** PROBLEM DETAILS **
Copy the material from the line containing "If you could point to the striped" through the line containing "(1131, 638)", keeping every line in order. Leave the requests unchanged, and adjust the answer coordinates by adding -37 to each number.

** EXTRACTED INFORMATION **
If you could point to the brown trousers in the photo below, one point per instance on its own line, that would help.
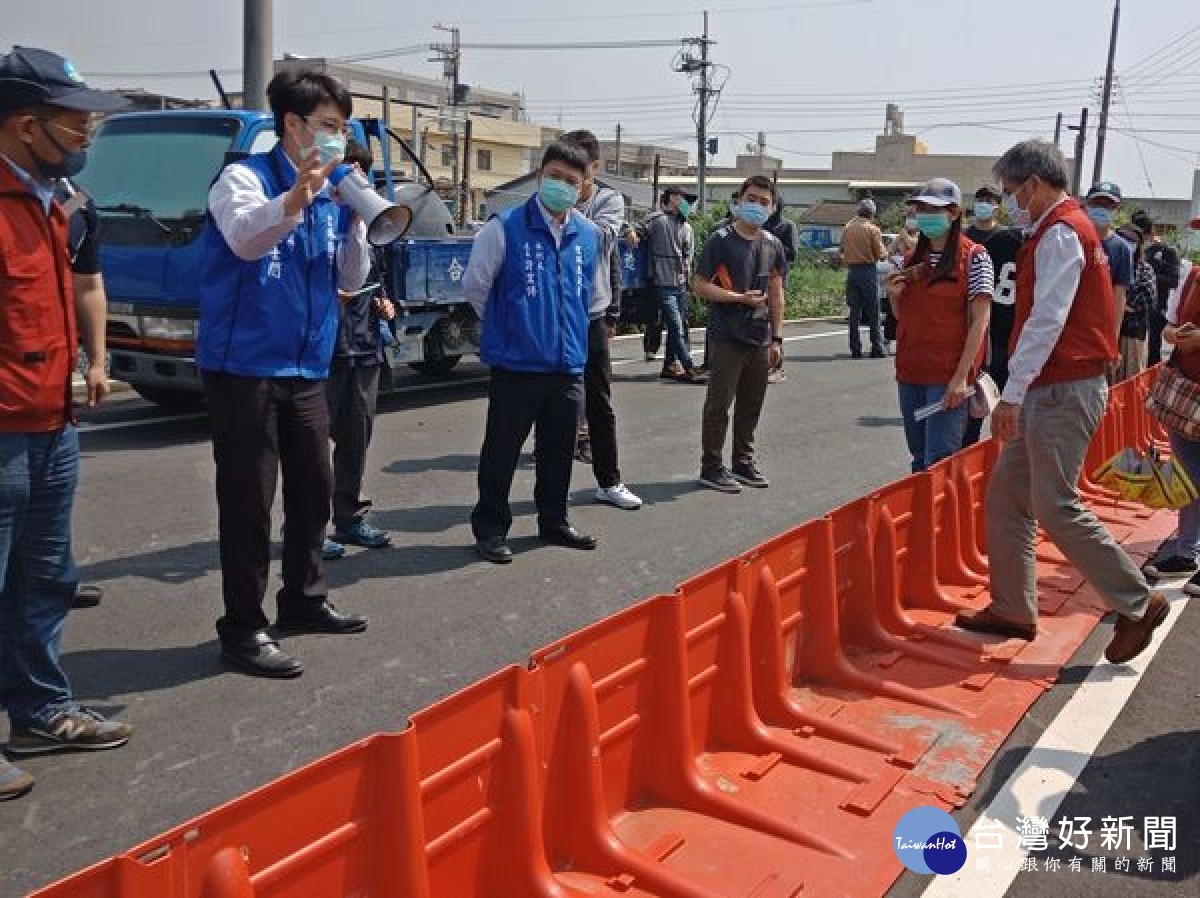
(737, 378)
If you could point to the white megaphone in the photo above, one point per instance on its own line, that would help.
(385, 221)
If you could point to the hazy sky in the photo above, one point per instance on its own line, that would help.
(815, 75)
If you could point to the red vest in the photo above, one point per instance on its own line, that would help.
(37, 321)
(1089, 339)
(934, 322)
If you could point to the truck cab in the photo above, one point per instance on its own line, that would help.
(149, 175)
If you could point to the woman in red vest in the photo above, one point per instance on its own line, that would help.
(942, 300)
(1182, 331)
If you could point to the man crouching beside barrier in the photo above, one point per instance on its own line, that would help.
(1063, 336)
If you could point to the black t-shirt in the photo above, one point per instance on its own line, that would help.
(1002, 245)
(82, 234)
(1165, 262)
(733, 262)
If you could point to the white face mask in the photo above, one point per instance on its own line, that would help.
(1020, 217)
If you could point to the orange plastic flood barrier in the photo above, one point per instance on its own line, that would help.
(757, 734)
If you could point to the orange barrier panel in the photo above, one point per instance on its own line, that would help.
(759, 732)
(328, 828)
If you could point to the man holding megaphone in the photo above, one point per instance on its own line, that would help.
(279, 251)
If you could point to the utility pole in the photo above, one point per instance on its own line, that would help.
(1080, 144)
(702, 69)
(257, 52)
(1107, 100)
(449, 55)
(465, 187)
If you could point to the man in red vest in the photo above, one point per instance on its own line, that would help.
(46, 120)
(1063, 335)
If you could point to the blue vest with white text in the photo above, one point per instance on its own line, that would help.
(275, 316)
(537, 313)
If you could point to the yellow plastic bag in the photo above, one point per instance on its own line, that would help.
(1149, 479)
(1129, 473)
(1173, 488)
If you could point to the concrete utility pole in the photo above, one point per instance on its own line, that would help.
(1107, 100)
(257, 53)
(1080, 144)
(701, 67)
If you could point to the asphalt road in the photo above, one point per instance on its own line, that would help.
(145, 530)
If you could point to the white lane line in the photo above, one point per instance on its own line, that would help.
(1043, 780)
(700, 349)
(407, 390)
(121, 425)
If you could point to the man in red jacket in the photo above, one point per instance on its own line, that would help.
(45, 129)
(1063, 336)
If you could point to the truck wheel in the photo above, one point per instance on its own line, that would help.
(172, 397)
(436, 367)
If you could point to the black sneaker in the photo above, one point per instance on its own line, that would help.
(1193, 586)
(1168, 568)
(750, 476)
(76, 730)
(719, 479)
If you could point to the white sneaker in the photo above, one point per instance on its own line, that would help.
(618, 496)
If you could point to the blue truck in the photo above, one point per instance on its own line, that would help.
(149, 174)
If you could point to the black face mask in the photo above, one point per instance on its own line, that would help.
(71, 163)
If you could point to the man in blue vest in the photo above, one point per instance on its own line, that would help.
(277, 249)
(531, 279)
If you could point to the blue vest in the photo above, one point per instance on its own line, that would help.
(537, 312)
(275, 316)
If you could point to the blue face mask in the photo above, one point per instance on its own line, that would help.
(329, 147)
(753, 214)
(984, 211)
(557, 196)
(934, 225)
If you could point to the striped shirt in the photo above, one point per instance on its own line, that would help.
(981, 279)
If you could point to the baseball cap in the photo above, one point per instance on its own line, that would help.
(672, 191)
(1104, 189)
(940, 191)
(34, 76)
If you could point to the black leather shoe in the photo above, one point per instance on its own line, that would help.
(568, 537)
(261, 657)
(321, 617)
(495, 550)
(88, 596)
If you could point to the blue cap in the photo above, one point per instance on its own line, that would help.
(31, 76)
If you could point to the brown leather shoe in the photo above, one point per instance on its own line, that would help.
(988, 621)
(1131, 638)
--
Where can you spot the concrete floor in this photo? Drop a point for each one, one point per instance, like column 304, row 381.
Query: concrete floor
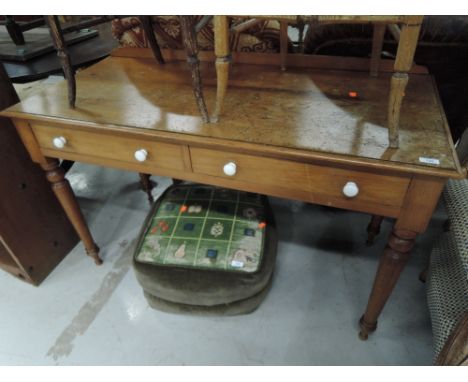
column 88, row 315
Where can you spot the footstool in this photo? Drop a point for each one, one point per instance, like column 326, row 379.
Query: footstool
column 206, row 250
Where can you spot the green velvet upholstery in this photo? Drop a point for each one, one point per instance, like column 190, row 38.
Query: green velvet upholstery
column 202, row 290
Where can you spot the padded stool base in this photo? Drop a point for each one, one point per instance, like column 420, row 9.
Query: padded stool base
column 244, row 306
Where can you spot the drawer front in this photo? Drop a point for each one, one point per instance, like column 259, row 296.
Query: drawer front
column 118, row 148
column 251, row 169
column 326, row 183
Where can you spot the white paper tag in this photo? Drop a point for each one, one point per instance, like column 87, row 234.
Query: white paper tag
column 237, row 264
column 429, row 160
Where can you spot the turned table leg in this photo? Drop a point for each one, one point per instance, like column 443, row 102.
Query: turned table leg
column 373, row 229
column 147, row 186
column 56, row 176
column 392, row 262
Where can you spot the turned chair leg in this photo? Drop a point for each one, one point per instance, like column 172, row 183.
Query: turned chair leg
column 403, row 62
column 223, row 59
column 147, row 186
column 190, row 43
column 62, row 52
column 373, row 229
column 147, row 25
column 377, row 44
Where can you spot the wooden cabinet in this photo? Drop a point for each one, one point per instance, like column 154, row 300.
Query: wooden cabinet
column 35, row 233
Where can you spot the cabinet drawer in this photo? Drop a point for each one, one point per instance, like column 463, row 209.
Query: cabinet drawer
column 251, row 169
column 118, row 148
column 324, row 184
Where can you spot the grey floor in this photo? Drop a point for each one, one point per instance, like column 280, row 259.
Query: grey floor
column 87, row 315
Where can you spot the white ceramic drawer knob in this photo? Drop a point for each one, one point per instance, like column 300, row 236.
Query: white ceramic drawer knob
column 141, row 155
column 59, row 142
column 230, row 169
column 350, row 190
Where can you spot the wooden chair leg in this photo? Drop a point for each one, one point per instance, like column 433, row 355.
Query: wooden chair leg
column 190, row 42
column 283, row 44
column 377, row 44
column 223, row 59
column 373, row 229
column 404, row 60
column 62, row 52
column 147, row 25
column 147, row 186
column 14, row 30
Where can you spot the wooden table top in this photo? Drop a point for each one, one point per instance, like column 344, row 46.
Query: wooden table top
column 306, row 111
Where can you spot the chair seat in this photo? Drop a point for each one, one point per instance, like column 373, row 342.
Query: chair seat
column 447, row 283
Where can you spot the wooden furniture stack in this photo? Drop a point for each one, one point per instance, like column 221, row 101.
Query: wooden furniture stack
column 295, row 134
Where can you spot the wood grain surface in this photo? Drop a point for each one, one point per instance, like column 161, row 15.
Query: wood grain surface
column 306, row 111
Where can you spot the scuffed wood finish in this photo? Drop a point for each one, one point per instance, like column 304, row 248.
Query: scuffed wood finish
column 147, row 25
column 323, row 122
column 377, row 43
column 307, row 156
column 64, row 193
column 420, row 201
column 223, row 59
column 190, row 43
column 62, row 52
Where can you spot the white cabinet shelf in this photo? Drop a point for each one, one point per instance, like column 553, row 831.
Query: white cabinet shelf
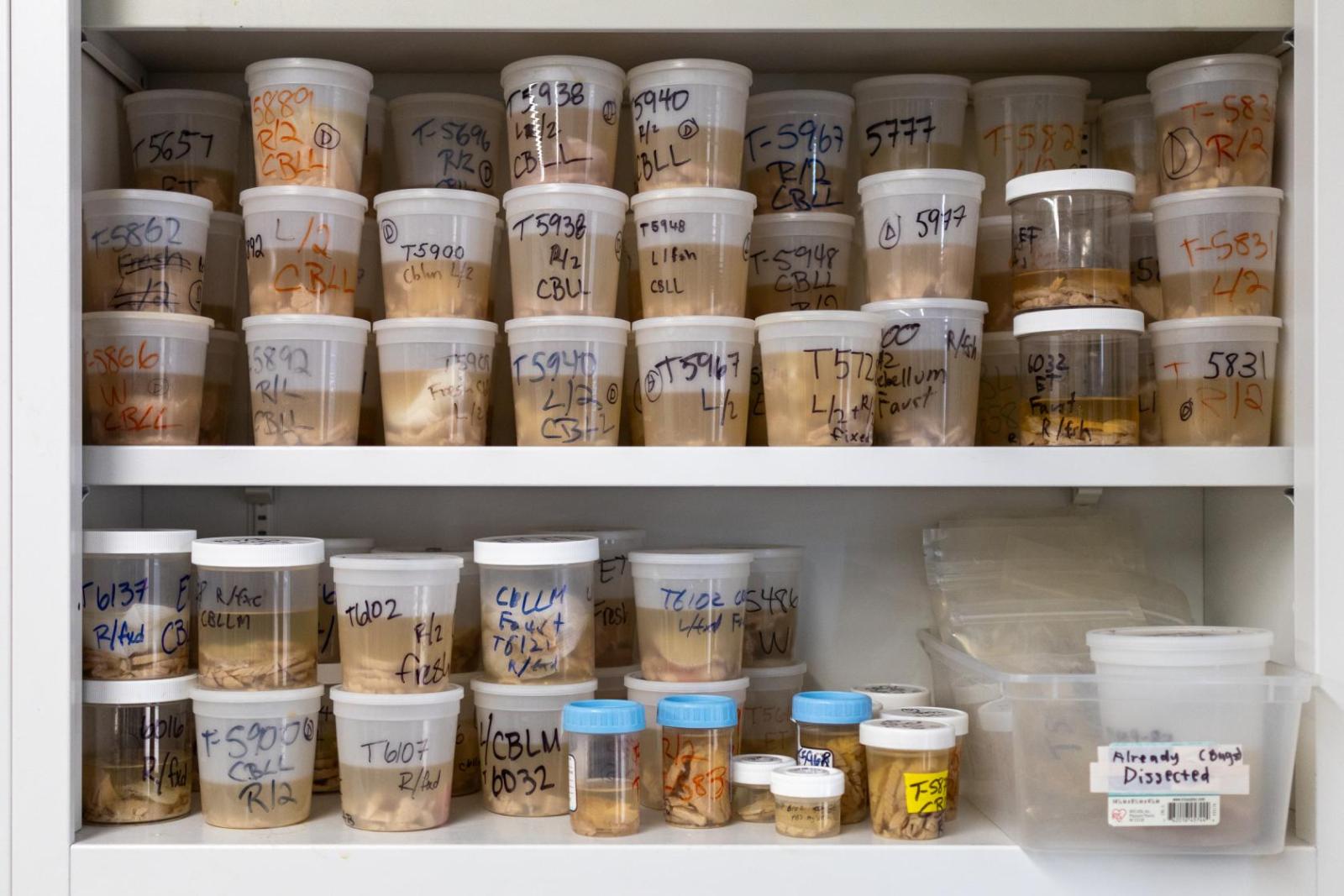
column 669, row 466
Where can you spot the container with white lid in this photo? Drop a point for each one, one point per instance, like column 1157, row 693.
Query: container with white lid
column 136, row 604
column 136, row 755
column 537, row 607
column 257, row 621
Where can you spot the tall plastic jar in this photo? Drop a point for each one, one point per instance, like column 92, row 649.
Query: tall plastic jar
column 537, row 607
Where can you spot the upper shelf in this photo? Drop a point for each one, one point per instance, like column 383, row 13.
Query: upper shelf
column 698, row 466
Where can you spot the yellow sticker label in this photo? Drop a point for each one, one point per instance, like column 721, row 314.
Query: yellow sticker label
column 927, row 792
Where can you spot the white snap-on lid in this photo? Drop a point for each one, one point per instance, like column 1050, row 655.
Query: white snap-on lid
---
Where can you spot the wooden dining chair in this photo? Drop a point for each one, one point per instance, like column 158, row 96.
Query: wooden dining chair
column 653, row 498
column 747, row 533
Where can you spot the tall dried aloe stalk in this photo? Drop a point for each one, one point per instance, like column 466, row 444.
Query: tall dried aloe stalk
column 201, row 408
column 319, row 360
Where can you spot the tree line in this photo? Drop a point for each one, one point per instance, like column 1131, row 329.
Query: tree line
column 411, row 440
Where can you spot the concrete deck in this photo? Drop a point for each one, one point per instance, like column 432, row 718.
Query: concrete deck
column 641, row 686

** TASK RESULT **
If you could point to the striped shirt in the photo above, one point per instance on its own line, that would help.
(944, 242)
If you could point to the baseball cap in the photo above, one point per instance on its own line, that would help.
(635, 154)
(1067, 152)
(903, 154)
(-3, 39)
If you could point to the black leather shoe in the photo above, one point per instance on its own line, that would help.
(531, 500)
(224, 620)
(284, 580)
(458, 513)
(51, 559)
If you could point to the blue cap in the photo above, one point per instance on its own line, that would help.
(-6, 39)
If you could point to the brown leather shoe in the photo above, one point per instance on its own line, that would help.
(951, 584)
(1094, 601)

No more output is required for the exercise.